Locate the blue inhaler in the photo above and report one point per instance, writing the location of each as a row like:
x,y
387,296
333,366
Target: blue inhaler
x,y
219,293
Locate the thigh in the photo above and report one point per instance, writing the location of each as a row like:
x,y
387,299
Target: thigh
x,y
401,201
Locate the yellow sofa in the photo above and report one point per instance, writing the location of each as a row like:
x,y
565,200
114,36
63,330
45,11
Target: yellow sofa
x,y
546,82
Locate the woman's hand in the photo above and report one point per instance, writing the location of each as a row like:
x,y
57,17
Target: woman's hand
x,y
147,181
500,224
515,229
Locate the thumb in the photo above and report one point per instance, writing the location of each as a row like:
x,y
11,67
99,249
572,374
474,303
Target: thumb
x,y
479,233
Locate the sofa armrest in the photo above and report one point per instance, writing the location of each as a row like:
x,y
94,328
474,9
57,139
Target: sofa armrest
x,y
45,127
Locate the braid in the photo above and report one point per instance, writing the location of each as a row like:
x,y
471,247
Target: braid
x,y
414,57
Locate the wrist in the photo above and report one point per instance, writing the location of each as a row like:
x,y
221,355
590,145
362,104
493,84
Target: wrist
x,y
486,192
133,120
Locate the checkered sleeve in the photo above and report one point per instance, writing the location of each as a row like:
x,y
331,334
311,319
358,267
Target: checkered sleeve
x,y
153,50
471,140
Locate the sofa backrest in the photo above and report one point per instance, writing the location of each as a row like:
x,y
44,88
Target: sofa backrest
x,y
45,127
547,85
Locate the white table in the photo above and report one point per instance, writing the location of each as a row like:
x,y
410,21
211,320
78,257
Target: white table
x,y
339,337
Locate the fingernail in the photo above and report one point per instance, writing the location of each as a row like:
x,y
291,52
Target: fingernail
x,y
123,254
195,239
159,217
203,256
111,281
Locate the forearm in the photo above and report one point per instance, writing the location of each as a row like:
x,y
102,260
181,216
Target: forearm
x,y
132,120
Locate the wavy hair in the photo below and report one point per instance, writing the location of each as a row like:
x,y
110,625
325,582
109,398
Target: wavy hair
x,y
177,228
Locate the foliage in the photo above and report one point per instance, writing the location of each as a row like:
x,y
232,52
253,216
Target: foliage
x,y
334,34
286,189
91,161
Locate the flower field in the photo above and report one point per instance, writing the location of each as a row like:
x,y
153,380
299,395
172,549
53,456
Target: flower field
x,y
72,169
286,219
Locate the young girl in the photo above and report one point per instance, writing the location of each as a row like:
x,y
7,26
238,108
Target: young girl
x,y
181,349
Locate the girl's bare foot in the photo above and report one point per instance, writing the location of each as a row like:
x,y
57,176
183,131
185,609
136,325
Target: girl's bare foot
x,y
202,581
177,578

################

__Given task__
Extract every line above exactly as it stands.

__Solution__
Locate the blue inhaler in the photo above and report one point per instance, writing the location of each as a row like:
x,y
387,296
333,366
Target: blue inhaler
x,y
219,293
Locate the thigh in the photo above and report one point per instance, writing the location of each as a row like:
x,y
387,299
Target: thigh
x,y
401,201
Locate the yellow sofa in the photo above and report one point per instance, writing the location of each as a row like:
x,y
565,200
114,36
63,330
45,11
Target: yellow sofa
x,y
546,82
Locate the woman's hand in the photo above and report one point per instance, writing the location of each as a row like:
x,y
57,17
Target: woman's hand
x,y
147,181
500,224
515,229
Locate the thumb in the photo above and report one point per instance, writing the location of each as a row like:
x,y
11,67
99,249
572,374
474,303
Target: thumb
x,y
479,233
Locate the sofa armrest in the photo above and report one point per instance, writing the location of each as a row like:
x,y
94,328
474,9
57,139
Target: sofa armrest
x,y
45,127
Locate the braid in the photo above and report one point per instance, writing the location of each as a row like:
x,y
471,247
Target: braid
x,y
414,57
Locate the wrist in the photo above and report one point per instance, writing the location of each as a row like:
x,y
221,355
590,145
362,104
493,84
Target: wrist
x,y
486,192
133,120
Locate the checkered sleeve in the photo above and report one point per instance, writing the location of each as a row like:
x,y
331,334
311,319
358,267
Target: checkered sleeve
x,y
153,50
471,140
Locate the sofa backrest in the photo above and report one point per instance, writing the location of each as a row like:
x,y
44,88
Target: sofa backrest
x,y
45,127
547,85
Locate the white table in the photo above and report one point per instance, writing the location of each as a row like:
x,y
410,21
211,320
78,257
Target: white table
x,y
339,337
Locate the fingernail in the photo above and report one point per instance, writing the location of each as a row like:
x,y
291,52
Target: fingernail
x,y
123,254
195,239
159,217
203,256
111,281
Locate the forearm in the photo above and report one point per instance, writing the location of each as a row like:
x,y
102,260
181,216
Target: forearm
x,y
132,120
Locate the wavy hair in the photo below and report one point per instance, writing the location of each as a row like:
x,y
110,625
325,582
109,398
Target: wavy hair
x,y
177,228
Locate the foliage in the photo above and report one point per instance, writing the location of each as a row like:
x,y
232,52
253,216
Target: foliage
x,y
334,34
286,189
91,161
Locate the flower field in the photo above and report one point per instance, writing the location of each as a row like:
x,y
153,380
299,395
172,549
53,456
Target: flower field
x,y
72,169
286,219
Locate the young girl in the photo above and report one point per instance, writing the location of each as a row like:
x,y
7,26
238,108
Target: young girl
x,y
181,349
Locate the girl's bare foot in the photo above and report one point per instance, writing the location of each as a row like:
x,y
57,176
183,131
185,609
136,325
Target: girl's bare foot
x,y
202,581
177,578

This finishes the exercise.